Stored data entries
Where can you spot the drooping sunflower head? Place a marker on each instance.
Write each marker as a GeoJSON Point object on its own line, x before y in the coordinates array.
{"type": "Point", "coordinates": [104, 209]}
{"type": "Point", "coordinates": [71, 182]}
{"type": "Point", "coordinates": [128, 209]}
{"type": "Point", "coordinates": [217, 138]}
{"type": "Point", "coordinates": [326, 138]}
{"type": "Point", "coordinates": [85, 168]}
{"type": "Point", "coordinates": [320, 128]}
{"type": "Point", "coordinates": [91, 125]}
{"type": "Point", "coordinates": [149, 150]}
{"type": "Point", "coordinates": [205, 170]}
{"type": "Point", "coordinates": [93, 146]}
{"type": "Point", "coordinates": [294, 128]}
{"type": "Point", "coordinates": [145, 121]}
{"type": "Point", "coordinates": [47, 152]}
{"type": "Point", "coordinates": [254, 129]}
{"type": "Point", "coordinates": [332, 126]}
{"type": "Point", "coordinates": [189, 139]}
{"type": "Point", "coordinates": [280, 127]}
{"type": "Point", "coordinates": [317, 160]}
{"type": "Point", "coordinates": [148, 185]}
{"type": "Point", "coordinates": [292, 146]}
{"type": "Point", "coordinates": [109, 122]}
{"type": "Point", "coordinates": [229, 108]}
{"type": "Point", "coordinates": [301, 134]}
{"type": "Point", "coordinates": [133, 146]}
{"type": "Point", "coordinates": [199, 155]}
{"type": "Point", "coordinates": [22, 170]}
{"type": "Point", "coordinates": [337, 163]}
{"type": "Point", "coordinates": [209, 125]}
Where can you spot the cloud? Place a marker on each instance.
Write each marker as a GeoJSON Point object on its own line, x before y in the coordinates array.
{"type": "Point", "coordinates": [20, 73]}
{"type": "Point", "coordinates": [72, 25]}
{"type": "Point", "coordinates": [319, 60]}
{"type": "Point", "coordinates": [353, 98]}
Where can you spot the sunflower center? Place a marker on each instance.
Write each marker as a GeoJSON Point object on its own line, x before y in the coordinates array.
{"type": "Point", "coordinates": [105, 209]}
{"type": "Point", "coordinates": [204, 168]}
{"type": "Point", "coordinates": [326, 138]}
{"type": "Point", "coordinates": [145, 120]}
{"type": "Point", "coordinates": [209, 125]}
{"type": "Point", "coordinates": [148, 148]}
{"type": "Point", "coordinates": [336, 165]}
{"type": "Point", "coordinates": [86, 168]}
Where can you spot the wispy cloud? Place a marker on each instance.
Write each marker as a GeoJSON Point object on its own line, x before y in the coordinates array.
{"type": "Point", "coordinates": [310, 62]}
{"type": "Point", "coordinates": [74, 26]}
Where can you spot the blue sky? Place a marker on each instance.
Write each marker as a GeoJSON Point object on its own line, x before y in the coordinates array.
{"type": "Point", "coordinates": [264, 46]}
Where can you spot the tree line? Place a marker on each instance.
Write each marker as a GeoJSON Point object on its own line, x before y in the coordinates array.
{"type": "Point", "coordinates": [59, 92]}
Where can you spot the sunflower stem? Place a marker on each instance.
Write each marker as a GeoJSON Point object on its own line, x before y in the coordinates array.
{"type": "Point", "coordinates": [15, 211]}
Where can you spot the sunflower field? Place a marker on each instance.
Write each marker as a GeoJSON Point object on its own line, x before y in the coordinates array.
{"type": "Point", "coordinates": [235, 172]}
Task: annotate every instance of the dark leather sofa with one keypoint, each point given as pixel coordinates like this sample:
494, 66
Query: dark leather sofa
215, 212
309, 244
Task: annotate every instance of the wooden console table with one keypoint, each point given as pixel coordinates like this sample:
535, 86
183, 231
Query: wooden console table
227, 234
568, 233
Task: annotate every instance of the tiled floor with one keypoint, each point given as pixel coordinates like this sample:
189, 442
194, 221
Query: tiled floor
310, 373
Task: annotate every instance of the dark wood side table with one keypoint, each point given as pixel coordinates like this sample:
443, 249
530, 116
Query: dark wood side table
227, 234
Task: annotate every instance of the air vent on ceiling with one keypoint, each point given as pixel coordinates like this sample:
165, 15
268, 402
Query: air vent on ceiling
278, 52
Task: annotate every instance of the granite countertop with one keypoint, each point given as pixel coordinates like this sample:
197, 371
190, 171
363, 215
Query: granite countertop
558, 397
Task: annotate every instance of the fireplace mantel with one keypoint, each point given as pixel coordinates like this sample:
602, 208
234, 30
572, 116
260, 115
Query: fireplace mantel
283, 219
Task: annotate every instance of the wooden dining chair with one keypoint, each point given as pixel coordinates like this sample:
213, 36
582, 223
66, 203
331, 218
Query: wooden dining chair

### TASK PROMPT
Would you please copy all lines in the data that contain the word "spot"?

### WRITTEN RESPONSE
Where can you spot the drooping sunflower head? Place a marker on each instance.
Where can you spot the cloud? Place a marker on each instance.
Where can you spot the sunflower center? Place a marker on each instance.
Where can you spot the wispy cloud? Place a marker on each instance.
Where can you spot the blue sky? Place a marker on each instance.
Where can you spot the tree line? Place a marker on each instance.
Where can you spot the sunflower stem? Place a marker on each instance.
Where can you spot the sunflower field? Place a marker on each instance.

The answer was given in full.